[Stored items]
-- begin --
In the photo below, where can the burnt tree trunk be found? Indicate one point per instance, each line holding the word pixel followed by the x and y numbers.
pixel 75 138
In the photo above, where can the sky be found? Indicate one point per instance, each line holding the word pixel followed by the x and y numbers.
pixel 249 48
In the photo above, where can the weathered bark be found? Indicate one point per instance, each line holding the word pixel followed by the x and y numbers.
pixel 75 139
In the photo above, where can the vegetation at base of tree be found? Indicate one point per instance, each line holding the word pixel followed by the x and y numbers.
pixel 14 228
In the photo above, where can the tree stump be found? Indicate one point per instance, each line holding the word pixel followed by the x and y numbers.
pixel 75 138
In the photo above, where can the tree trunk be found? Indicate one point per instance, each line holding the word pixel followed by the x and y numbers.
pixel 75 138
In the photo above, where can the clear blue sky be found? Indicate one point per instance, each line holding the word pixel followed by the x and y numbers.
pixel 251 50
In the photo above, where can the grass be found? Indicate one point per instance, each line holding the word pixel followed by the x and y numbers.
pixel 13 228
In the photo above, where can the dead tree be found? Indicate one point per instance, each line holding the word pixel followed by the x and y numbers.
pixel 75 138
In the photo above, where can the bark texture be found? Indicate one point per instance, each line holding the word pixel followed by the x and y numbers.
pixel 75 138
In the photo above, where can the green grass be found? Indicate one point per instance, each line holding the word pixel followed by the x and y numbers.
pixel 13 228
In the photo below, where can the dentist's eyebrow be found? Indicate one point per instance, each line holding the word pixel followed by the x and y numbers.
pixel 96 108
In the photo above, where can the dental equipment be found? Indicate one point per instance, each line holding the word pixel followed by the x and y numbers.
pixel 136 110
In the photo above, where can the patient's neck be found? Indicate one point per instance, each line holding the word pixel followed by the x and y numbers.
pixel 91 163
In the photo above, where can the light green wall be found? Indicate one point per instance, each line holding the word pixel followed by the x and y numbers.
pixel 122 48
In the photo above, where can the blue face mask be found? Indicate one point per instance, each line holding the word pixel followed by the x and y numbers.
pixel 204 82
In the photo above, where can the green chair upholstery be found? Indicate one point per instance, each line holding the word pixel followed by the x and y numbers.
-- end --
* [PROBLEM DESCRIPTION] Swap "Indicate" for "Mark" throughout the listing above, keeping everything else unchanged.

* [FULL SOLUTION]
In the photo below, where can the burnt tree trunk be found? Mark one point per instance, each line holding the word pixel followed by the x and y numbers.
pixel 75 138
In the photo above, where can the sky be found? Mark one point per instance, each line holding the word pixel followed by the x and y numbers.
pixel 249 48
In the photo above, where can the weathered bark be found? Mark one point per instance, each line holding the word pixel followed by the x and y numbers.
pixel 75 139
In the photo above, where can the vegetation at base of tree be found? Mark one point per instance, each line holding the word pixel followed by the x and y numbers.
pixel 14 228
In the photo above, where can the tree stump be found? Mark one point per instance, each line holding the word pixel followed by the x and y numbers.
pixel 75 138
In the photo above, where can the tree trunk be found? Mark one point per instance, each line holding the word pixel followed by the x and y numbers.
pixel 75 138
In the photo above, where can the clear blue sky be found? Mark one point per instance, each line holding the word pixel followed by the x and y numbers.
pixel 251 50
In the photo above, where can the grass be found? Mark one point per instance, each line holding the word pixel followed by the x and y numbers.
pixel 13 228
In the photo above, where can the dead tree be found? Mark one point per instance, each line holding the word pixel followed by the x and y numbers.
pixel 75 138
In the photo above, where can the bark texture be found? Mark one point per instance, each line holding the word pixel followed by the x and y numbers.
pixel 75 138
In the photo above, where can the green grass be found? Mark one point per instance, each line holding the word pixel followed by the x and y numbers.
pixel 13 228
In the photo below, where can the dentist's eyebrow be found? Mark one point per instance, each line holding the word pixel followed by the x and y numbers.
pixel 96 108
In the photo above, where can the dental equipment be found? Mark one point per instance, each line holding the word pixel followed by the x and y numbers.
pixel 136 110
In the photo above, where can the patient's neck be found? Mark one point per instance, each line holding the word pixel followed by the x and y numbers.
pixel 91 163
In the photo above, where can the light green wall be found? Mark one point per instance, each line holding the word pixel followed by the x and y numbers.
pixel 122 48
In the photo above, where can the blue face mask be found? Mark one point per instance, each line holding the word pixel followed by the x and y numbers.
pixel 204 82
In the photo above, where can the green chair upholstery be found? Mark one point per instance, each line holding the word pixel followed by the x and y numbers.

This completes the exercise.